* [PROBLEM]: All of the data needs to be repeated exactly.

*** LISTED ENTRIES ***

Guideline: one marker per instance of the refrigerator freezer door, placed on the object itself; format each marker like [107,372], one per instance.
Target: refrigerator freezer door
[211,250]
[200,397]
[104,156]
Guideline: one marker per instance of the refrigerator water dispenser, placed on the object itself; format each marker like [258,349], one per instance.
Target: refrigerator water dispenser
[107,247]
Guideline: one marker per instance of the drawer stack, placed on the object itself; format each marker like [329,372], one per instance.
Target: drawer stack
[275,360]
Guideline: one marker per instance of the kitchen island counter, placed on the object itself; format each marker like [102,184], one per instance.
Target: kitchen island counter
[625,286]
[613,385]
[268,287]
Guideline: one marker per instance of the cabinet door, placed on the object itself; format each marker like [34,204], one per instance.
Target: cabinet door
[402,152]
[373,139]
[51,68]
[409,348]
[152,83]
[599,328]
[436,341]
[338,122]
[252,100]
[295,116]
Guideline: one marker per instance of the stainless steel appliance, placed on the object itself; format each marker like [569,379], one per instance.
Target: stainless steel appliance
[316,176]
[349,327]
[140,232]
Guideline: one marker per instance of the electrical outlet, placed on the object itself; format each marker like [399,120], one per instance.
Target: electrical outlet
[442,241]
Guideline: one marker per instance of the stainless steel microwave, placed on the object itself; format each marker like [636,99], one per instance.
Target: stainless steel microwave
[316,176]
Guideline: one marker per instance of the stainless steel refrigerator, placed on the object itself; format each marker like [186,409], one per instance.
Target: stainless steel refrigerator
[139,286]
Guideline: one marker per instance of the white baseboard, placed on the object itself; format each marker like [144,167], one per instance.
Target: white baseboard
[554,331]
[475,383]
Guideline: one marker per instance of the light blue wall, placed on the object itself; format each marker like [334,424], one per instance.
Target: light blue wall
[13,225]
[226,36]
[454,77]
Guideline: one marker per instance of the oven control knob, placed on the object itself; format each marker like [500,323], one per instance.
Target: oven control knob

*** End of LISTED ENTRIES ***

* [ANSWER TO THIS PROBLEM]:
Guideline: one marker per instance of the refrigerator freezer door, placed on the object itself; format each marker like [107,372], one per instance.
Target: refrigerator freezer door
[211,250]
[200,397]
[104,156]
Guideline: one marker per instance of the refrigerator water dispenser, placed on the object itself; format each marker like [258,349], one per instance.
Target: refrigerator water dispenser
[107,247]
Guideline: one marker per instance of the drawer stack, placed on the object itself; format each marker like [329,372], one per instance.
Target: drawer stack
[275,360]
Guideline: one marker per instance of the kitchen island counter, placed on the object itself; format each marker like [102,184], one per instance.
Target: kitchen island counter
[625,286]
[613,385]
[268,287]
Guideline: one marker per instance of the cabinet door, placed on the object itself; format each marker like [34,204], one per instance.
Target: cabinet door
[402,152]
[373,139]
[51,68]
[409,348]
[152,83]
[599,328]
[436,341]
[338,122]
[252,100]
[295,116]
Guideline: one marker per instance of the stainless steel appliance, placed on the object itself; format each marker like [569,379], one per instance.
Target: stainless steel appliance
[316,176]
[349,327]
[140,232]
Guideline: one marker per instance of the electrical outlet, placed on the object itself; format each marker like [399,120], one per instance.
Target: electrical outlet
[442,241]
Guideline: one marker per instance of the stainless steel microwave, placed on the object itself; format each marker like [636,99], one per instance.
Target: stainless steel microwave
[316,176]
Guideline: one marker per instance of the stainless steel refrigerator, placed on the object itself; format each marker like [186,409], one per instance.
Target: stainless steel refrigerator
[139,286]
Guideline: one marker per instance of the white baseboard, placed on the object itself; format each marker like [144,167], one per instance.
Target: white baseboard
[554,331]
[475,383]
Guideline: one marker per instance of the light blue wall, placed on the object itself; format each marker like [334,424], one per instance.
Target: light blue wall
[13,225]
[226,36]
[454,77]
Guideline: one marker per instance of the oven control knob, placed on the object itself; format each marker like [500,323], one per instance.
Target: oven control knob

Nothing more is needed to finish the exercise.